**PROBLEM REQUIREMENTS**
What follows is a listing; give it again exactly, in its entirety.

-- Opening Marker --

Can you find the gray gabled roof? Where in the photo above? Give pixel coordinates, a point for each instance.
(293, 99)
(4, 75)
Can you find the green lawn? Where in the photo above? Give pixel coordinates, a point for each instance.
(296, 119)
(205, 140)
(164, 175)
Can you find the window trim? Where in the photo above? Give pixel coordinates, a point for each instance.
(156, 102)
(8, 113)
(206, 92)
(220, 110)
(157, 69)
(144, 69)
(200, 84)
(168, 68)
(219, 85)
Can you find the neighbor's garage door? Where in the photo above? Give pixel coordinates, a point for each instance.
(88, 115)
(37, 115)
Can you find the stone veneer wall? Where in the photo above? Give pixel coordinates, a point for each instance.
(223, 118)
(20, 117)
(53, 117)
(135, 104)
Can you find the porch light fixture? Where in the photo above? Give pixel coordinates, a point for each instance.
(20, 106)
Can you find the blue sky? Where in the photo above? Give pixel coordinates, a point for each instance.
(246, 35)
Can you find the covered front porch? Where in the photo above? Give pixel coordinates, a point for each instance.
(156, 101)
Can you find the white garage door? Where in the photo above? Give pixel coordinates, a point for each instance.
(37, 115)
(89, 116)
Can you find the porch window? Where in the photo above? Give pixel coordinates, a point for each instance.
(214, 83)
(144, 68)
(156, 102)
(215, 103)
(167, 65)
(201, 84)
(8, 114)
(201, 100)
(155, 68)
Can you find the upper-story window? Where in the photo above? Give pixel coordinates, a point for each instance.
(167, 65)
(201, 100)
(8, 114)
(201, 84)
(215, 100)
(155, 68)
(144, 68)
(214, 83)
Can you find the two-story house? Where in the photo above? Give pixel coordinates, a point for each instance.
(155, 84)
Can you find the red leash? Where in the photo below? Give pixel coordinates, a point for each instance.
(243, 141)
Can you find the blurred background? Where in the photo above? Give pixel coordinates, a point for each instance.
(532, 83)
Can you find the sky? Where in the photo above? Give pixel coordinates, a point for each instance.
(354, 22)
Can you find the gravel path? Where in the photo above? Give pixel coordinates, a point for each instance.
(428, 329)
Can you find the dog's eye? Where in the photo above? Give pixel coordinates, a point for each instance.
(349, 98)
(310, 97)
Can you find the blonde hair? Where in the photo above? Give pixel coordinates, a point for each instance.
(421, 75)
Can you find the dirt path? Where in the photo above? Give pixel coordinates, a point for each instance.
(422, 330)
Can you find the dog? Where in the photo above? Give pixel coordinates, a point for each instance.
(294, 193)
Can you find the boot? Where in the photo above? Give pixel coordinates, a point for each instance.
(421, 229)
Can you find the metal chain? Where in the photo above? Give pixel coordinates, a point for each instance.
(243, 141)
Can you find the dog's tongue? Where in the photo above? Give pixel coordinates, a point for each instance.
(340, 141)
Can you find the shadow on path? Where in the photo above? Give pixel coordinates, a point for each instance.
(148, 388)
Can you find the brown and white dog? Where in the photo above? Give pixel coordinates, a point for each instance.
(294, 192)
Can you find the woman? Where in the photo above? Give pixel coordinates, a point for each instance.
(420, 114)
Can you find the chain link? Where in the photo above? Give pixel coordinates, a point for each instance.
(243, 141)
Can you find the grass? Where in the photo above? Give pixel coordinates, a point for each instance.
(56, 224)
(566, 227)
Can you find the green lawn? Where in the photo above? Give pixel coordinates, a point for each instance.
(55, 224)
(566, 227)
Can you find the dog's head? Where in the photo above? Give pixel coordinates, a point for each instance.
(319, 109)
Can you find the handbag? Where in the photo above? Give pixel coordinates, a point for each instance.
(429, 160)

-- Closing Marker --

**EXERCISE ANSWER**
Can you find the gray gabled roof? Where in the photo above? Give pixel coordinates, a point for each instance.
(293, 99)
(4, 75)
Can you find the green lawn? Where in the photo above? Give pixel coordinates, a point for each instance.
(296, 119)
(205, 140)
(164, 175)
Can you find the window trim? Where in the photo above? Give pixel coordinates, a point for each instance.
(156, 102)
(8, 113)
(206, 92)
(220, 110)
(157, 69)
(144, 69)
(200, 84)
(168, 68)
(219, 85)
Can you find the neighbor's garage door? Where in the photo above? Give pixel coordinates, a point for each instance.
(88, 115)
(37, 115)
Can you find the stone veneer wall? Where in the photo above? Give pixel coordinates, a point for each instance.
(223, 118)
(20, 117)
(53, 117)
(135, 104)
Can you find the porch light fixture? Where in the photo above? Give pixel coordinates, a point for each instance.
(20, 106)
Can you find the blue sky? Where in the photo above? Give pixel coordinates, a point for each instance.
(246, 35)
Can you find the covered front porch? Where in the photo above? Give pixel coordinates, a point for each instance.
(156, 101)
Can you find the white garage door? Where in the photo above? Give pixel coordinates, a point for each instance.
(37, 115)
(89, 116)
Can you find the porch window? Where in the photo above? Give pixel coordinates, a point for each instance.
(214, 83)
(144, 68)
(156, 102)
(215, 103)
(167, 65)
(201, 84)
(8, 114)
(201, 100)
(155, 68)
Can you find the upper-story window? Where in the photo above? Give pixel coordinates, a point for each instance.
(167, 65)
(201, 100)
(8, 114)
(201, 84)
(215, 100)
(155, 68)
(144, 68)
(214, 83)
Can you find the two-story house? Where in the photo above? Give pixel coordinates, a point for each instance.
(155, 84)
Can you find the red leash? Where in the photo below? Give pixel coordinates, a point for each instance.
(243, 141)
Can you find the blurred background? Where in the photo above? Give pixel coordinates, a point for each instance.
(532, 83)
Can you find the sky? Where in the photo above? Give pixel coordinates, a point for each instance.
(354, 22)
Can you find the gravel path? Where in the photo above? Give pixel coordinates, a point for each instance.
(428, 329)
Can you find the dog's eye? Where in the photo above? Give pixel coordinates, a point for each instance.
(349, 98)
(310, 97)
Can you find the blonde hair? Where in the photo above? Give pixel coordinates, a point for each instance.
(421, 75)
Can you find the dirt path? Where in the photo above? Give pixel coordinates, a point for each instance.
(422, 330)
Can you find the dog? Where in the photo above? Give pixel coordinates, a point for each instance.
(294, 193)
Can you find the boot? Where in the photo above? Give pixel coordinates, a point for each instance.
(421, 229)
Can you find the metal chain? Where in the photo above? Give pixel coordinates, a point for each instance.
(243, 141)
Can you find the dog's tongue? Where in the photo above? Give pixel coordinates, a point for each instance.
(340, 141)
Can you find the shadow on path? Where in the photo above? Give pixel coordinates, a point for each instance.
(148, 388)
Can you find the brown and white dog? Where in the photo above? Give pixel coordinates, a point for each instance.
(294, 192)
Can you find the woman? Where in the photo above? Give pixel coordinates, a point for each instance.
(420, 114)
Can you find the chain link? Where in the photo above? Give pixel coordinates, a point for each instance.
(243, 141)
Can you find the grass? Where in the photo above? Give pixel coordinates, a point for each instance.
(56, 224)
(566, 227)
Can you find the green lawn? Where in the photo above? Give pixel coordinates, a point for each instance.
(55, 224)
(566, 227)
Can you find the dog's head? Where in the photo above? Give pixel coordinates, a point for each instance.
(319, 109)
Can you find the handbag? Where in the photo above? Give pixel coordinates, a point for each instance.
(429, 160)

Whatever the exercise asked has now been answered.